» **TEXT SECTION**

Monday, March 30, 2015

Board Now


Guys, I am totally a grownup.

This fact dawned on me recently as I sifted through my Instant Watch queue and thought, "Maybe it's finally time that I give Poultrygeist a try." Troma's low budget telling of zombie chickens had been on my radar for what felt like an eternity (back when I was in my TWENTIES, no less) but I had just never reached the point of actually watching it. 


So I did.

But I didn't.

See, I generally know what I'm getting with a Troma movie. There will be boobs. There will be crass comments (often about boobs). Silly but often sweet practical effects. And probably more boobs.


As any horror fan with a video store membership in the '80s knows, Troma is what it is, and Lloyd Kaufman wouldn't have it any other way. But as I began my journey into Poultrygeist, I found it hard to enjoy the charm. "You're the best dry humper in school!" comes the first line, which is fine and almost sweet in its own way. But as soon as a character (named Arby, and his girlfriend is Wendy, because CLEVER) responded with, "My dad's a retard," I said to myself, 


It's not that I'm above Troma dialogue. I'm angry at myself for not seeing The Boy Next Door in the theater, for goodness sake. It's just that I took a moment to realize that at this point in my 33 years on this planet, I have grown past certain things, certain things that might have been so charming (and far less offensive) in my youth.


An adult. That's what I felt like.

Naturally, I celebrated my newfound maturity by turning off Poultrygeist and queuing up what I assumed to be an Asylum cash-in on Ouija, The Ouija Experiment.

» **PROBLEM DETAILS**
In the blog post about Poultrygeist, what film does the writer queue up after turning off Poultrygeist?

» **MATERIAL**
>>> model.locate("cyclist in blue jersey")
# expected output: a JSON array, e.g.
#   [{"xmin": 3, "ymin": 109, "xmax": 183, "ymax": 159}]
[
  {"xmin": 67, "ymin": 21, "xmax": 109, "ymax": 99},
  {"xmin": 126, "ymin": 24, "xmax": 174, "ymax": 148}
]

» **RESPONSE BELOW**
The Ouija Experiment.